== TASK DIRECTIONS ==
In the text about a forum on child poverty in Syracuse, who moderated the conversation?

### PAGE EXCERPT ###

The meeting featured three panelists across multiple advocacy groups — including Micheal Marshall from the Poor People’s Campaign, Deka Dancil from the New York Civil Liberties Union and Gabe Gonzalez from the New York state campaign of the Economic Security Project. The conversation was moderated by Jay Brandon, organizing director of ESV.

“When we talk about poverty and taxation, it’s always on some economic model about who’s going to enrich society,” Marshall said. “How about just so that people can live, just so that children can be children?”



The city of Syracuse has the highest child poverty rate among large cities in New York state and the second highest child poverty rate among large cities throughout the nation, CNY VITALS reported. In 2022, a report by New York State Comptroller Thomas DiNapoli found that between 40 and 46% of children in Syracuse, Rochester and Buffalo were living in poverty.

Marshall, a Black man who grew up in the Syracuse foster care system, introduced the forum by personally thanking the Black women in his life for taking on the “burden and brunt of all the suffering ways of society.” He also highlighted the effects of redlining in Syracuse, which he said contributes to poverty and disenfranchisement of communities of color throughout the city.

Black children are about three times more likely to live in poverty than white children, before and after accounting for tax credits, according to a study by the Center On Poverty and Social Policy at Columbia University.

“When we talk about some of the root systemic issues around poverty and children, you can look at the intention of deliberate policies of government and society and see where people place their values,” Marshall said.

### THE DATA ###

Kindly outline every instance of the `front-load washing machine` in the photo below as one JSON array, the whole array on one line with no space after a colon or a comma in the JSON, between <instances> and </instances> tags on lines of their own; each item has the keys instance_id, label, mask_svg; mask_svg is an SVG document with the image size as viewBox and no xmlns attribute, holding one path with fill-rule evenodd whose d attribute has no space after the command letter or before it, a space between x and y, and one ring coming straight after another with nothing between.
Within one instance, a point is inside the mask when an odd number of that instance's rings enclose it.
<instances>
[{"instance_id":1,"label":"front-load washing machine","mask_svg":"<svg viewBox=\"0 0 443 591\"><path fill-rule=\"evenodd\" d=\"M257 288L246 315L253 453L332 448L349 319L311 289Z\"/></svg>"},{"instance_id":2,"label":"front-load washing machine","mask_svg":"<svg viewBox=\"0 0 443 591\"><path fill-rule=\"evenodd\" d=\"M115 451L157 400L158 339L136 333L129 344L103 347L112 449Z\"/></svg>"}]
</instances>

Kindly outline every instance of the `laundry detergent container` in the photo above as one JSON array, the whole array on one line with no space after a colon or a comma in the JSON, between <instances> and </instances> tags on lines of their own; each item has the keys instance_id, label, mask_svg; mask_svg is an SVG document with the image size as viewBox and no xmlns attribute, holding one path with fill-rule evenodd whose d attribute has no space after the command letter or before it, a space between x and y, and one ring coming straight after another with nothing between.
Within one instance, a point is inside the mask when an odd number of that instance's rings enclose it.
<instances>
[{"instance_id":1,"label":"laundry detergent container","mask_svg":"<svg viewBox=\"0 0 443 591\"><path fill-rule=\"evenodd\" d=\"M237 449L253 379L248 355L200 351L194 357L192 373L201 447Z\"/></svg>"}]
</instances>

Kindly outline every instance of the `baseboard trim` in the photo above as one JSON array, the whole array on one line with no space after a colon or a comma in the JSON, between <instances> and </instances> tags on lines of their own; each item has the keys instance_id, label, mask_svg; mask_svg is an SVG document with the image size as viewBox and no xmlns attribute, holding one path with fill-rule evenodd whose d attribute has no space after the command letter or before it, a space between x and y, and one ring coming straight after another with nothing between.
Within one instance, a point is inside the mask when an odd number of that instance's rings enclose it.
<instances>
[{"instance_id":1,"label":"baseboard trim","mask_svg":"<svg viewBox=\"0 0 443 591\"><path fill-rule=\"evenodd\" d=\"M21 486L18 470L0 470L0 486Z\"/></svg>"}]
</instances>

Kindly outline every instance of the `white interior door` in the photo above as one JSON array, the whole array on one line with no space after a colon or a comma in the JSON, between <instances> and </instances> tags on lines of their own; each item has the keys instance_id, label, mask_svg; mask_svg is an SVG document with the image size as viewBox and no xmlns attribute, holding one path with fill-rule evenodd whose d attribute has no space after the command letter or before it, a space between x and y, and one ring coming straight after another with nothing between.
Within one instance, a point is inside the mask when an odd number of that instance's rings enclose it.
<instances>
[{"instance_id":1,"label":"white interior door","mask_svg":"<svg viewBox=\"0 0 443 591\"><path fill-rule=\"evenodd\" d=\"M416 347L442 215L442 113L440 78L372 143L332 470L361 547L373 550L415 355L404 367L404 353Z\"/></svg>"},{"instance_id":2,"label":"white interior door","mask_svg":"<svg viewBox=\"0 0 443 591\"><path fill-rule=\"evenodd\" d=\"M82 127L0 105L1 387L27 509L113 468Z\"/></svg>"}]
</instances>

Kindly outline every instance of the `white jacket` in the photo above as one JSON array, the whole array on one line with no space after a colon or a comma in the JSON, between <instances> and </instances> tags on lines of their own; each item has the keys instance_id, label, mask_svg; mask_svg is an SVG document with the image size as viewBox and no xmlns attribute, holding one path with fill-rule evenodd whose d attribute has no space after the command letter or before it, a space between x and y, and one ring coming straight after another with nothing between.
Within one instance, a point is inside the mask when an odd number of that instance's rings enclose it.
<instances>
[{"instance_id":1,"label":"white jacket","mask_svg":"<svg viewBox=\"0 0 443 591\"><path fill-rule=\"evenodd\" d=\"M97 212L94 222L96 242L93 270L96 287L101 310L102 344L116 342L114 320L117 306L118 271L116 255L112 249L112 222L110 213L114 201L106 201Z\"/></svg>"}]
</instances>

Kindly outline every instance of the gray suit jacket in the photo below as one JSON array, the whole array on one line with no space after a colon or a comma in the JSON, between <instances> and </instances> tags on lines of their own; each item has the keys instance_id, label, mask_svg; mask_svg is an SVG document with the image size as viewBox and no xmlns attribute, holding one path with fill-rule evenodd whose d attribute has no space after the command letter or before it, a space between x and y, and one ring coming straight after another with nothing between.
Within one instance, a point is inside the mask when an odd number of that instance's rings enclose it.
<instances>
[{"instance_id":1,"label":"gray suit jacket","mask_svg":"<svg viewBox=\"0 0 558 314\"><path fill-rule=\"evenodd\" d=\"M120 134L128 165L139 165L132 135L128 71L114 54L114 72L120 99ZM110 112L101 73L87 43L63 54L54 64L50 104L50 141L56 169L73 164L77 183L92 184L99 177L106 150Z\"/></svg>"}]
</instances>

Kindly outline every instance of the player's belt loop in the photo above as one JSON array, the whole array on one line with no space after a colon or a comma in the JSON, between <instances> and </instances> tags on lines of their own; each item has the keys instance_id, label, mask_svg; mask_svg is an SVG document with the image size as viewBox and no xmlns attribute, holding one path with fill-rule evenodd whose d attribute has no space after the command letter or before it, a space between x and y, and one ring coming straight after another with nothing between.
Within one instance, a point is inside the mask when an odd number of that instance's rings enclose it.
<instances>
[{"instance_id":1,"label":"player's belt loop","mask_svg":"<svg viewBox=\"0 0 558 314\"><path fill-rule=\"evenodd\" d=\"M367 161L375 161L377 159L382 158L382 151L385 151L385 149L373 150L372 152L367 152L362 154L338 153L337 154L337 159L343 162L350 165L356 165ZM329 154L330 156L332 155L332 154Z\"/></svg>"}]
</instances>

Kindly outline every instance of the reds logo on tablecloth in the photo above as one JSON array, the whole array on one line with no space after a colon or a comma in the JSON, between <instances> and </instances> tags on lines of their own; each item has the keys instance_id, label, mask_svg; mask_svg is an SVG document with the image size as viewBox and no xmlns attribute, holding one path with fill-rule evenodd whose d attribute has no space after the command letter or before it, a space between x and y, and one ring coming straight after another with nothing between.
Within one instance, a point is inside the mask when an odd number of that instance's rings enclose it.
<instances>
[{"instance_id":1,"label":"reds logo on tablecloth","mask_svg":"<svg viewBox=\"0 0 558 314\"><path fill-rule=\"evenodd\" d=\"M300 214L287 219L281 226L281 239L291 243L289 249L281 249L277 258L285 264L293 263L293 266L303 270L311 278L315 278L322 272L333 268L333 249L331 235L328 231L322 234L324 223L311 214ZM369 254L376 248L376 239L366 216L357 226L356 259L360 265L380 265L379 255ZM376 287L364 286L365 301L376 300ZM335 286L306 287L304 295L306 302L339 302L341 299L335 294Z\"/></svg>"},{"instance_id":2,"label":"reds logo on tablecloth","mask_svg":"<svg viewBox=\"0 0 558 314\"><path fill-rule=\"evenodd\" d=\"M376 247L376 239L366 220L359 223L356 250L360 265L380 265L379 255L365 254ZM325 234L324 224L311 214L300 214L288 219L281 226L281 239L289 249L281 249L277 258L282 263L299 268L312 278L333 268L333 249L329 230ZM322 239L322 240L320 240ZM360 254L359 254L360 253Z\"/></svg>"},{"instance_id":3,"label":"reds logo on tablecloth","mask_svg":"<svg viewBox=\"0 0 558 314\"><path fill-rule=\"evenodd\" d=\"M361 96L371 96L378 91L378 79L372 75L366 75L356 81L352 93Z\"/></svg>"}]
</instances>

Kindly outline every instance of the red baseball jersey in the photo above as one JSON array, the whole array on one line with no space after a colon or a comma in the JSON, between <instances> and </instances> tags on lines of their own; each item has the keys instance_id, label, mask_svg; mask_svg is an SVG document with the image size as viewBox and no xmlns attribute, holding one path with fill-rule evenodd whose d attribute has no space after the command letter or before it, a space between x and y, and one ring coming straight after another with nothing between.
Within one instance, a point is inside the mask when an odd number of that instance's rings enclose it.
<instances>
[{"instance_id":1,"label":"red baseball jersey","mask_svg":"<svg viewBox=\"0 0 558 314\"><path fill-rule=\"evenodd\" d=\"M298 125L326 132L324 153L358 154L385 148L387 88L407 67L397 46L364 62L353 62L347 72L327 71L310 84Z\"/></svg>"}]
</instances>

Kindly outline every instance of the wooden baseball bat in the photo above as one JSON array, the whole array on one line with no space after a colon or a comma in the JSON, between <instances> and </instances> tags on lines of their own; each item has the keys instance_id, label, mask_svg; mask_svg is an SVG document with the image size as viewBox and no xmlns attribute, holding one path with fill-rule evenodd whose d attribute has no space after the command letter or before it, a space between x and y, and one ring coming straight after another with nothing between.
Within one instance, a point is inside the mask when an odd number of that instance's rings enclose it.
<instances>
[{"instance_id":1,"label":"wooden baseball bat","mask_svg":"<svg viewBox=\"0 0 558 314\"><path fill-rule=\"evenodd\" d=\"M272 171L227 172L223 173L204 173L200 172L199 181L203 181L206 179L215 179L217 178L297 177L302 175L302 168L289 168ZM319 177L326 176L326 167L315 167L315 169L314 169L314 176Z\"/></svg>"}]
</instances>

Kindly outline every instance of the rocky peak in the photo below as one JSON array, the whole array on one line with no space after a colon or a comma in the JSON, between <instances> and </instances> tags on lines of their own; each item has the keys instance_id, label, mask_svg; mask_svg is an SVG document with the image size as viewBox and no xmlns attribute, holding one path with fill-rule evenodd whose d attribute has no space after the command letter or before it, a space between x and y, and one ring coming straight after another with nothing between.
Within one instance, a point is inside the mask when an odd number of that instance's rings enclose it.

###

== TASK SOLUTION ==
Jay Brandon, organizing director of ESV.